# What the task asks
Count the lines in the rows below that contain the string "pine", treating uppercase and lowercase as different, and reply with only the number.

begin

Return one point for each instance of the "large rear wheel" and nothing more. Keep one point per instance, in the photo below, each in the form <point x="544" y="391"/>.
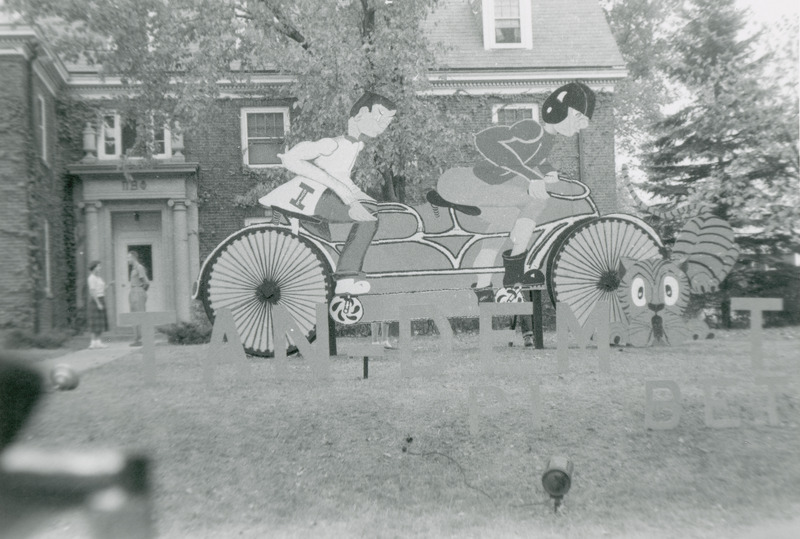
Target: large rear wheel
<point x="255" y="270"/>
<point x="585" y="268"/>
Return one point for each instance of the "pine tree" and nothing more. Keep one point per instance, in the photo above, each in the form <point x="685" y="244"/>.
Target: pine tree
<point x="732" y="142"/>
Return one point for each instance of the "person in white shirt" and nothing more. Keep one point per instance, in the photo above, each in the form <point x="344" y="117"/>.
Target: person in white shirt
<point x="330" y="161"/>
<point x="98" y="321"/>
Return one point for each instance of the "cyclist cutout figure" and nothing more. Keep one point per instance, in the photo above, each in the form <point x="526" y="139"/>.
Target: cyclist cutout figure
<point x="517" y="175"/>
<point x="326" y="191"/>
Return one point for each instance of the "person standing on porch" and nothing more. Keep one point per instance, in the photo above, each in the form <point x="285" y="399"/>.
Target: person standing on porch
<point x="98" y="321"/>
<point x="138" y="294"/>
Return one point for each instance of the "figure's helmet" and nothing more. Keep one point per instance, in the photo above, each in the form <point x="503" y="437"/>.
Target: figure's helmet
<point x="574" y="95"/>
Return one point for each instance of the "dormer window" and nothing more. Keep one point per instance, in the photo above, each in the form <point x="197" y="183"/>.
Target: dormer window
<point x="507" y="24"/>
<point x="118" y="138"/>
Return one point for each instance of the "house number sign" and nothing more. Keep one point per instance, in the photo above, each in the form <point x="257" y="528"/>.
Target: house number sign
<point x="134" y="185"/>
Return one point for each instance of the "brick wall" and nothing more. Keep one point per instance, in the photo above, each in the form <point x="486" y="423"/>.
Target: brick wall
<point x="30" y="192"/>
<point x="217" y="147"/>
<point x="17" y="308"/>
<point x="47" y="201"/>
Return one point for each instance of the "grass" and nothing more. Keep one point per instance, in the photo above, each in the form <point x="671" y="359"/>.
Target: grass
<point x="296" y="458"/>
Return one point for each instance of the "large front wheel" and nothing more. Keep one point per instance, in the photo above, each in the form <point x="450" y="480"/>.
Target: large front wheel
<point x="585" y="268"/>
<point x="255" y="270"/>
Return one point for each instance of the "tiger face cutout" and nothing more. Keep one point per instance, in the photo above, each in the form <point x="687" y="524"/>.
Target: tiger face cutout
<point x="654" y="293"/>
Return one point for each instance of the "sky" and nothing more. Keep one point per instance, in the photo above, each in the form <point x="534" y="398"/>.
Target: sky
<point x="771" y="10"/>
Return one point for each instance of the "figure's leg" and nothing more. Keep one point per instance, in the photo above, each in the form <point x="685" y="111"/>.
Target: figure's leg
<point x="349" y="277"/>
<point x="348" y="274"/>
<point x="521" y="234"/>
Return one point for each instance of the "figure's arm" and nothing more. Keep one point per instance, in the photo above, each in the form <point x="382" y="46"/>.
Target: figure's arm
<point x="521" y="148"/>
<point x="299" y="160"/>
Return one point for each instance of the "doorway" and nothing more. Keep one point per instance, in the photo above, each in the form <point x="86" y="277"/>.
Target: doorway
<point x="144" y="240"/>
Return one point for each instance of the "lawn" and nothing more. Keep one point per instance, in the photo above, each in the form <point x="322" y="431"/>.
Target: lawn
<point x="394" y="457"/>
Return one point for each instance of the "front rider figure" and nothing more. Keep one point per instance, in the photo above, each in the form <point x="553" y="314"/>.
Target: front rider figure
<point x="330" y="161"/>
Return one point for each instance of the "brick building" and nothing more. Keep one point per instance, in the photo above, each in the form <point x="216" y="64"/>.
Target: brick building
<point x="68" y="198"/>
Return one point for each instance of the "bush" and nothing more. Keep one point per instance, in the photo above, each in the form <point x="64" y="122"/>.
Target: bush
<point x="19" y="338"/>
<point x="187" y="333"/>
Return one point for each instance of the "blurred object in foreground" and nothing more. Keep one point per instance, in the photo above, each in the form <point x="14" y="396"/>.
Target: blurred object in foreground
<point x="110" y="488"/>
<point x="20" y="389"/>
<point x="64" y="377"/>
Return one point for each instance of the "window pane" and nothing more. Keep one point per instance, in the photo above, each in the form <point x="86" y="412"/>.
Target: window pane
<point x="506" y="9"/>
<point x="109" y="131"/>
<point x="507" y="31"/>
<point x="265" y="125"/>
<point x="511" y="116"/>
<point x="263" y="153"/>
<point x="159" y="144"/>
<point x="128" y="136"/>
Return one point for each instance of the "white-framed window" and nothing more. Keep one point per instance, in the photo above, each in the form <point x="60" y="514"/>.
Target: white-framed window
<point x="507" y="24"/>
<point x="41" y="125"/>
<point x="513" y="112"/>
<point x="264" y="132"/>
<point x="118" y="138"/>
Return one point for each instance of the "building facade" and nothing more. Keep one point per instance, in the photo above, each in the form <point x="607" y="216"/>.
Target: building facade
<point x="70" y="196"/>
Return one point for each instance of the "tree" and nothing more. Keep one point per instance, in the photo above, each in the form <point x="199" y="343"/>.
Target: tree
<point x="733" y="142"/>
<point x="171" y="54"/>
<point x="641" y="29"/>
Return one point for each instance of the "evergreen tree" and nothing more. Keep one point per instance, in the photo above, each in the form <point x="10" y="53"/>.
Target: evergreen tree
<point x="733" y="143"/>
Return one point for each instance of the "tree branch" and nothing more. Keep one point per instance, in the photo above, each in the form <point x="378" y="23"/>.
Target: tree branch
<point x="283" y="25"/>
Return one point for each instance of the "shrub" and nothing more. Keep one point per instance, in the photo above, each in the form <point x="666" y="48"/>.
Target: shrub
<point x="187" y="333"/>
<point x="19" y="338"/>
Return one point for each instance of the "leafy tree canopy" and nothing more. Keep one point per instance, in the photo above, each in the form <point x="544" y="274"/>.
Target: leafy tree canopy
<point x="172" y="54"/>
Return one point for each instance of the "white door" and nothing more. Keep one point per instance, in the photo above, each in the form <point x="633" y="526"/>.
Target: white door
<point x="148" y="246"/>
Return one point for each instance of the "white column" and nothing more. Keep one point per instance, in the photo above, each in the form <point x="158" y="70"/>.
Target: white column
<point x="182" y="279"/>
<point x="92" y="232"/>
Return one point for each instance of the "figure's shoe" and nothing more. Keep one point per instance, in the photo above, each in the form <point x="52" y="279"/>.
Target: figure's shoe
<point x="527" y="340"/>
<point x="532" y="278"/>
<point x="485" y="294"/>
<point x="350" y="286"/>
<point x="515" y="274"/>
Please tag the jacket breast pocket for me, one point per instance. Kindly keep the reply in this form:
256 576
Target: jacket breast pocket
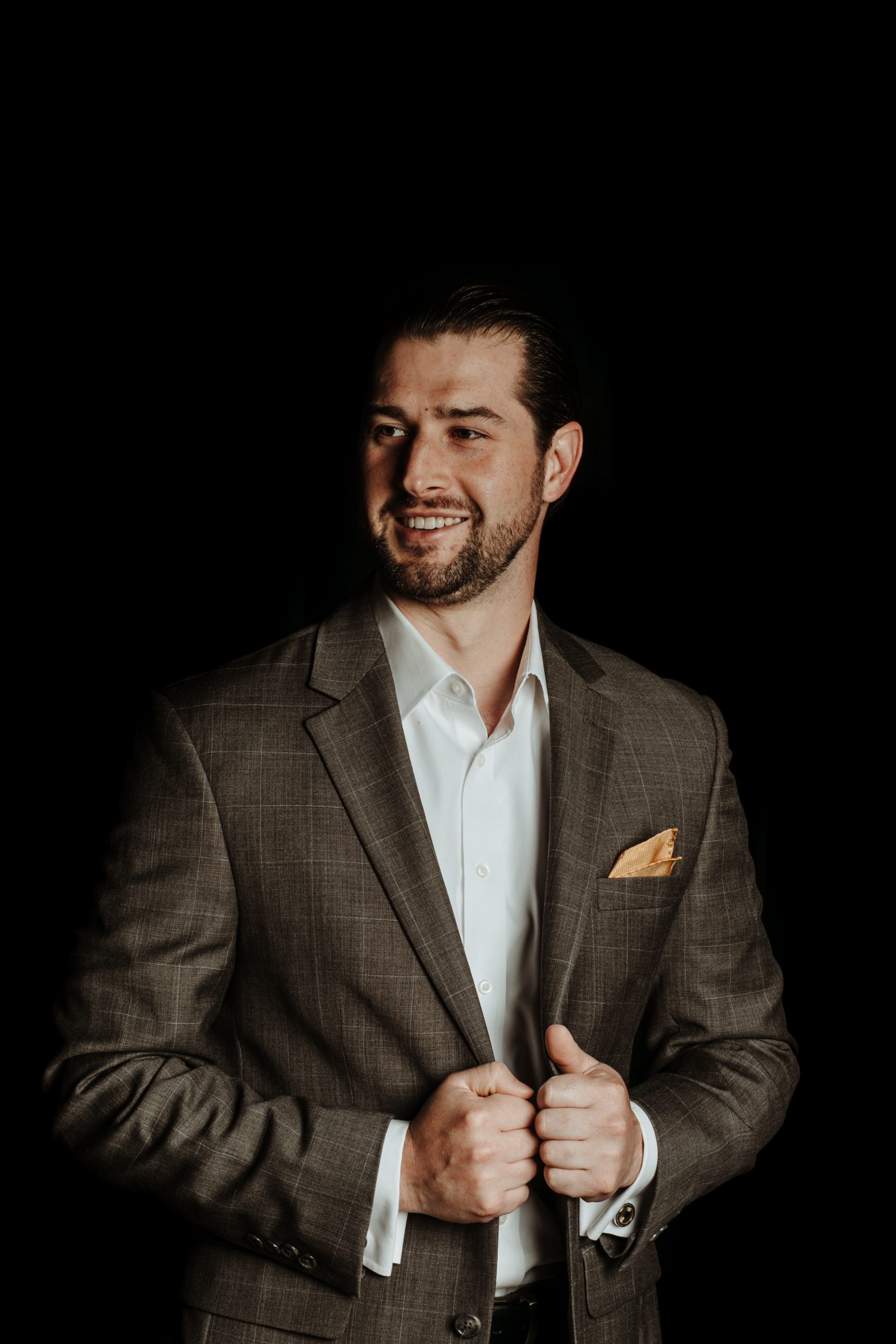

end

# Solution
2